--- begin ---
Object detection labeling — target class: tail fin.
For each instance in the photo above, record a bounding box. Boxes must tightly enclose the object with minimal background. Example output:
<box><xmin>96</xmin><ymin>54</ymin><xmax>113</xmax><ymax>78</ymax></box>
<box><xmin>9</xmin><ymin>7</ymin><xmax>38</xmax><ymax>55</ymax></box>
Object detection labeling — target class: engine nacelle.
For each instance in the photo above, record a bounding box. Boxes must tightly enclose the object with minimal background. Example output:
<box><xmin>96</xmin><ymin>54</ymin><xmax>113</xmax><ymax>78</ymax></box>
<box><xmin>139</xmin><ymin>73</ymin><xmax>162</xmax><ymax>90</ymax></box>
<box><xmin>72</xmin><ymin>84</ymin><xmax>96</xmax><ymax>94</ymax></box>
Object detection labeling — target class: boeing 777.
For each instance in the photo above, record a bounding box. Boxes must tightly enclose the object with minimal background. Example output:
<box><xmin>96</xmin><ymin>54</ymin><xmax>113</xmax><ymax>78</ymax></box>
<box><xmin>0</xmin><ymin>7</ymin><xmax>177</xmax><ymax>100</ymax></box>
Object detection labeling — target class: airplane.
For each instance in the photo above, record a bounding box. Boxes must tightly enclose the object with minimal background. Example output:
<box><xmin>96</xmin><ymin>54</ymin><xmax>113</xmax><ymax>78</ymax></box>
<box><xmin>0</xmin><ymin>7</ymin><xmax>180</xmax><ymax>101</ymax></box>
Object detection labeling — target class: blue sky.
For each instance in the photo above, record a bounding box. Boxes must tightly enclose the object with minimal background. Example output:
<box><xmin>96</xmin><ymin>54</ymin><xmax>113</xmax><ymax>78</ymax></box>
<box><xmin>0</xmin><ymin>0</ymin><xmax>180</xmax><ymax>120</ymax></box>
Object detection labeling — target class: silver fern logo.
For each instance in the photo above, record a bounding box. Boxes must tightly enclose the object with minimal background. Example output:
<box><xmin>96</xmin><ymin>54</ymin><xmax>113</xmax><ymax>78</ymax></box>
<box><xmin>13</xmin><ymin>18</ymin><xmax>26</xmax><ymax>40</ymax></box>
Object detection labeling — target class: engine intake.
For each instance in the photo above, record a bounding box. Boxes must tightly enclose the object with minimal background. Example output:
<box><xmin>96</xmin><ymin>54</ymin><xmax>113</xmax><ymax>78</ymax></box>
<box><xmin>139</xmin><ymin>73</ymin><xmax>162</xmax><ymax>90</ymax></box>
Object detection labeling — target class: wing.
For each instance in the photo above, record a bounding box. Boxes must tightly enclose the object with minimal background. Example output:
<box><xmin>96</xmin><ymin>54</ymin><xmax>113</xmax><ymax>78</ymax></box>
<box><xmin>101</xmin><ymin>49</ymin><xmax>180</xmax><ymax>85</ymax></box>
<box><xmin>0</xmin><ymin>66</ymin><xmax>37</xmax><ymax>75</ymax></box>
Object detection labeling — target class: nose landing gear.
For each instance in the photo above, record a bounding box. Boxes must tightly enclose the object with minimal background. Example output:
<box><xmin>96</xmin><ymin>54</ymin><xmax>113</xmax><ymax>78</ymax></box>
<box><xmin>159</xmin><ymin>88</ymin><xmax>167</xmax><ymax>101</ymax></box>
--- end ---
**Instructions to follow:**
Return every line of the entries above that contains the string "engine", matching case exactly.

**Final result:**
Object detection labeling — target class: engine nacelle.
Object detection labeling — target class: engine intake.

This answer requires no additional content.